Job
Please restate every record below word for word.

Provided data

________________________________________

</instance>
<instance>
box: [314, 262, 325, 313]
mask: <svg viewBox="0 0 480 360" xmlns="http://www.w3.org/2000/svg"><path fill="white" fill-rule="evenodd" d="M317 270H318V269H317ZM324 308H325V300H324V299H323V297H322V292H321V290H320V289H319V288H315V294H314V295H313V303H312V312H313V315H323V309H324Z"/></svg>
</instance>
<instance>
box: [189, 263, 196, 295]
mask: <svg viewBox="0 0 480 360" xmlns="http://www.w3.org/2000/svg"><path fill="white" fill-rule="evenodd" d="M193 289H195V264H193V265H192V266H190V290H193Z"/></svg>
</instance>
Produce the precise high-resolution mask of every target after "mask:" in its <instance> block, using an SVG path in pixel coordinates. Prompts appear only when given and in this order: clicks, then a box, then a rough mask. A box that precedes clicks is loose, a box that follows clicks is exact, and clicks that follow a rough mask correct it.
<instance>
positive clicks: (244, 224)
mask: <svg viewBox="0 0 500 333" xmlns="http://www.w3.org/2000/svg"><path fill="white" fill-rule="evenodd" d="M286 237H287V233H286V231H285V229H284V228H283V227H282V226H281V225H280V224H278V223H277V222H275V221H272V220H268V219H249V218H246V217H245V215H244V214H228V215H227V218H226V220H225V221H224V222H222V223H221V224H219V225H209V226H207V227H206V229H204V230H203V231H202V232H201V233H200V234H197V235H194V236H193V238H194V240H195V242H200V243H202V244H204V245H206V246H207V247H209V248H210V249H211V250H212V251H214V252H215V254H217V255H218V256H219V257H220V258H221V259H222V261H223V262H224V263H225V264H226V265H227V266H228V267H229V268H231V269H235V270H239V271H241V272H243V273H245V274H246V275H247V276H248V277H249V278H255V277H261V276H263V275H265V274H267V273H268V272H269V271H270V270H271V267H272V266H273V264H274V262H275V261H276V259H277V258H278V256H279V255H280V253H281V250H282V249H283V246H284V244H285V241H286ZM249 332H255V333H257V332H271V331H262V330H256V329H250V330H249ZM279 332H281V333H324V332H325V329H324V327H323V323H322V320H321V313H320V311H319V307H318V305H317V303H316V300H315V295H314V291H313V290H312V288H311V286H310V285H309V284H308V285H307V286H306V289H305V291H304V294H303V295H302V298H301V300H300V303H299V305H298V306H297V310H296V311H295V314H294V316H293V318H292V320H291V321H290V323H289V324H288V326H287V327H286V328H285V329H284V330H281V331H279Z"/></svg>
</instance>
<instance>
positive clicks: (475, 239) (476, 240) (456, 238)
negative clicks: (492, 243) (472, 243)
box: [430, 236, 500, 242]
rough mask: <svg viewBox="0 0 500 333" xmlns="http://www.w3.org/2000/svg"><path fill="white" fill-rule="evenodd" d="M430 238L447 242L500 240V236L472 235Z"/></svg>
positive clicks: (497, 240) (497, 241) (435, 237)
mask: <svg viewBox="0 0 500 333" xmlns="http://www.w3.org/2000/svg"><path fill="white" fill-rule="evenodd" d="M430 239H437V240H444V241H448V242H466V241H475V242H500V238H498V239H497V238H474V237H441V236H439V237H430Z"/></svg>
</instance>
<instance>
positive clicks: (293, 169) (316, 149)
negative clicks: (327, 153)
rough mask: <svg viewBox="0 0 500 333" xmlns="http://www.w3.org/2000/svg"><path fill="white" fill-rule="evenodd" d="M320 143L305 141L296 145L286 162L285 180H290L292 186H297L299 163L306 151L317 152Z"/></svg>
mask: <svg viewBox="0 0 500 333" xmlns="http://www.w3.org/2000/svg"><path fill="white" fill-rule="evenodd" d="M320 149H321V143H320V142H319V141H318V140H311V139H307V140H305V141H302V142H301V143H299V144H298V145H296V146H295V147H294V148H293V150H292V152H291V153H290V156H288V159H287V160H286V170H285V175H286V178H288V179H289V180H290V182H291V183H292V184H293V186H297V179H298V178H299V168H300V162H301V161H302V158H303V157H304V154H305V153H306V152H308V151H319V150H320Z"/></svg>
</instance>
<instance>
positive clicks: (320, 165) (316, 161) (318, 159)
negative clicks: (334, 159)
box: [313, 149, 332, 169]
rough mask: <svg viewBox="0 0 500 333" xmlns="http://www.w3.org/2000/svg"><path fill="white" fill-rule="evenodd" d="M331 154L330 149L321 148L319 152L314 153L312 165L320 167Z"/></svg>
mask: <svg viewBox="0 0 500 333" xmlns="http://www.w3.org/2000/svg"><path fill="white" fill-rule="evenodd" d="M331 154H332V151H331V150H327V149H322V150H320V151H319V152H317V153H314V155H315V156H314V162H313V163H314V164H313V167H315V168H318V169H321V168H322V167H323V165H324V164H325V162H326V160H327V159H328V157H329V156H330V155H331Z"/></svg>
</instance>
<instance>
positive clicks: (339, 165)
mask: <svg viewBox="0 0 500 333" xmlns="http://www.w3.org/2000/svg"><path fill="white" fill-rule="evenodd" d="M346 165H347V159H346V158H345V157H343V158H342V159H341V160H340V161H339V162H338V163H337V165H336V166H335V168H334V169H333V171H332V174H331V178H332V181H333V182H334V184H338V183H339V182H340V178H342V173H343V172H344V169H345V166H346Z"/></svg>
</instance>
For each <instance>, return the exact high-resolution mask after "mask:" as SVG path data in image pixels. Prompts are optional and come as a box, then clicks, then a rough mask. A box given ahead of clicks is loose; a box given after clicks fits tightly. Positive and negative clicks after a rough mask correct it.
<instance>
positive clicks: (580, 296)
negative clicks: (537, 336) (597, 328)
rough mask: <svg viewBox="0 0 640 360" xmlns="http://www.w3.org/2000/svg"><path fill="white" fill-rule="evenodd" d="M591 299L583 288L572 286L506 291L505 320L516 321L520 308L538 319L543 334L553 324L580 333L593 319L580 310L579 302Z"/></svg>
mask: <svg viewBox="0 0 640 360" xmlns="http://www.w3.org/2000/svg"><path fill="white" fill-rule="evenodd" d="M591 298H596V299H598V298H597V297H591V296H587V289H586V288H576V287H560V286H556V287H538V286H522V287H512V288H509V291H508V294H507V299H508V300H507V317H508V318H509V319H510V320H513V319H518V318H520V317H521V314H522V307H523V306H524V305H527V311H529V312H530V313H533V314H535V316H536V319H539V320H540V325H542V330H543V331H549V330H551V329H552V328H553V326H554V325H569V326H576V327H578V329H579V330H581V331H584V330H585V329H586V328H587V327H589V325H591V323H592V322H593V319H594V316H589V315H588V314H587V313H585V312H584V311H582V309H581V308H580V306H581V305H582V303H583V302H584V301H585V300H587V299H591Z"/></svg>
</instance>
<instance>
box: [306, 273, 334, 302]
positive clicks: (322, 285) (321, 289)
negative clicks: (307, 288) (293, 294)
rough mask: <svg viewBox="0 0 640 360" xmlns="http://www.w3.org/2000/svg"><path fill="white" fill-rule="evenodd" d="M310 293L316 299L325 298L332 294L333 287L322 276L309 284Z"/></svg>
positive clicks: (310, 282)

________________________________________

Answer section
</instance>
<instance>
box: [314, 262, 325, 313]
mask: <svg viewBox="0 0 480 360" xmlns="http://www.w3.org/2000/svg"><path fill="white" fill-rule="evenodd" d="M317 270H318V269H317ZM324 308H325V300H324V299H323V297H322V292H321V290H320V289H319V288H315V294H314V295H313V303H312V312H313V315H323V309H324Z"/></svg>
</instance>
<instance>
box: [189, 263, 196, 295]
mask: <svg viewBox="0 0 480 360" xmlns="http://www.w3.org/2000/svg"><path fill="white" fill-rule="evenodd" d="M193 289H195V264H193V265H192V266H190V290H193Z"/></svg>
</instance>
Produce the precise high-resolution mask of every target after "mask:" in its <instance> block, using an SVG path in pixel coordinates. Prompts appear only when given and in this order: clicks, then a box, then a rough mask. A box that precedes clicks is loose, a box that follows clicks is exact, and clicks that follow a rough mask correct it.
<instance>
positive clicks: (244, 224)
mask: <svg viewBox="0 0 500 333" xmlns="http://www.w3.org/2000/svg"><path fill="white" fill-rule="evenodd" d="M286 237H287V233H286V231H285V229H284V228H283V227H282V226H281V225H280V224H278V223H277V222H275V221H272V220H268V219H249V218H246V217H245V215H244V214H228V215H227V218H226V220H225V221H224V222H222V223H221V224H219V225H209V226H207V227H206V229H204V230H203V231H202V232H201V233H200V234H197V235H194V236H193V238H194V240H195V242H200V243H202V244H204V245H206V246H207V247H209V248H210V249H211V250H212V251H214V252H215V254H217V255H218V256H219V257H220V258H221V259H222V261H223V262H224V263H225V264H226V265H227V266H228V267H229V268H231V269H235V270H239V271H241V272H243V273H245V274H246V275H247V276H248V277H249V278H255V277H261V276H263V275H265V274H267V273H268V272H269V271H270V270H271V267H272V266H273V264H274V262H275V261H276V259H277V258H278V256H279V255H280V253H281V250H282V249H283V246H284V244H285V241H286ZM249 332H255V333H257V332H271V331H262V330H256V329H250V330H249ZM279 332H281V333H324V332H325V329H324V327H323V323H322V320H321V313H320V311H319V307H318V305H317V303H316V300H315V295H314V291H313V290H312V288H311V286H310V285H309V284H308V285H307V286H306V289H305V291H304V294H303V295H302V298H301V300H300V303H299V305H298V306H297V310H296V311H295V314H294V316H293V318H292V320H291V321H290V323H289V324H288V326H287V327H286V328H285V329H284V330H281V331H279Z"/></svg>
</instance>
<instance>
positive clicks: (475, 239) (476, 240) (456, 238)
negative clicks: (492, 243) (472, 243)
box: [430, 236, 500, 242]
rough mask: <svg viewBox="0 0 500 333" xmlns="http://www.w3.org/2000/svg"><path fill="white" fill-rule="evenodd" d="M430 238L447 242L500 240V236L472 235Z"/></svg>
positive clicks: (497, 240) (497, 241) (435, 237)
mask: <svg viewBox="0 0 500 333" xmlns="http://www.w3.org/2000/svg"><path fill="white" fill-rule="evenodd" d="M430 239H437V240H444V241H448V242H466V241H475V242H500V238H498V239H497V238H474V237H441V236H439V237H430Z"/></svg>
</instance>
<instance>
positive clicks: (293, 169) (316, 149)
negative clicks: (327, 153)
rough mask: <svg viewBox="0 0 500 333" xmlns="http://www.w3.org/2000/svg"><path fill="white" fill-rule="evenodd" d="M320 143L305 141L296 145L286 162L285 180H290L292 186H297L299 163L306 151L317 152Z"/></svg>
mask: <svg viewBox="0 0 500 333" xmlns="http://www.w3.org/2000/svg"><path fill="white" fill-rule="evenodd" d="M320 149H321V143H320V142H319V141H318V140H311V139H307V140H305V141H302V142H301V143H299V144H298V145H296V146H295V147H294V148H293V150H292V152H291V153H290V156H288V159H287V160H286V170H285V175H286V178H288V179H289V180H290V182H291V183H292V184H293V186H297V179H298V178H299V168H300V162H301V161H302V158H303V157H304V154H305V153H306V152H308V151H319V150H320Z"/></svg>
</instance>
<instance>
positive clicks: (320, 165) (316, 161) (318, 159)
negative clicks: (334, 159)
box: [313, 149, 332, 169]
rough mask: <svg viewBox="0 0 500 333" xmlns="http://www.w3.org/2000/svg"><path fill="white" fill-rule="evenodd" d="M331 154L330 149L321 148L319 152L314 153L312 165L320 167Z"/></svg>
mask: <svg viewBox="0 0 500 333" xmlns="http://www.w3.org/2000/svg"><path fill="white" fill-rule="evenodd" d="M331 154H332V151H331V150H327V149H322V150H320V151H319V152H317V153H314V155H315V156H314V162H313V163H314V164H313V167H315V168H318V169H321V168H322V167H323V165H324V164H325V162H326V160H327V159H328V157H329V156H330V155H331Z"/></svg>
</instance>
<instance>
positive clicks: (339, 165)
mask: <svg viewBox="0 0 500 333" xmlns="http://www.w3.org/2000/svg"><path fill="white" fill-rule="evenodd" d="M346 165H347V159H346V158H345V157H343V158H342V159H341V160H340V161H339V162H338V163H337V165H336V166H335V168H334V169H333V171H332V174H331V178H332V181H333V182H334V184H338V183H339V182H340V178H342V173H343V172H344V169H345V166H346Z"/></svg>
</instance>
For each <instance>, return the exact high-resolution mask after "mask:" as SVG path data in image pixels. Prompts are optional and come as a box, then clicks, then a rough mask. A box given ahead of clicks is loose; a box given after clicks fits tightly. Positive and negative clicks after a rough mask correct it.
<instance>
positive clicks: (580, 296)
negative clicks: (537, 336) (597, 328)
rough mask: <svg viewBox="0 0 640 360" xmlns="http://www.w3.org/2000/svg"><path fill="white" fill-rule="evenodd" d="M591 299L583 288L572 286L506 291L505 320L516 321L520 308L538 319L543 334L553 324L580 333L593 319L580 310L579 302Z"/></svg>
mask: <svg viewBox="0 0 640 360" xmlns="http://www.w3.org/2000/svg"><path fill="white" fill-rule="evenodd" d="M591 298H596V299H598V298H597V297H591V296H587V289H586V288H576V287H560V286H556V287H538V286H522V287H512V288H509V291H508V294H507V299H508V300H507V317H508V318H509V319H510V320H513V319H518V318H520V317H521V314H522V307H523V306H524V305H527V311H529V312H530V313H533V314H535V316H536V319H539V320H540V325H542V330H543V331H549V330H551V329H552V328H553V326H554V325H569V326H576V327H578V329H579V330H581V331H584V330H585V329H586V328H587V327H589V325H591V323H592V322H593V319H594V316H589V315H588V314H587V313H585V312H584V311H582V309H581V308H580V306H581V305H582V303H583V302H584V301H585V300H587V299H591Z"/></svg>
</instance>
<instance>
box: [306, 273, 334, 302]
positive clicks: (322, 285) (321, 289)
negative clicks: (307, 288) (293, 294)
rough mask: <svg viewBox="0 0 640 360" xmlns="http://www.w3.org/2000/svg"><path fill="white" fill-rule="evenodd" d="M310 293L316 299L325 298L332 294L333 287L322 276L309 284Z"/></svg>
positive clicks: (310, 282)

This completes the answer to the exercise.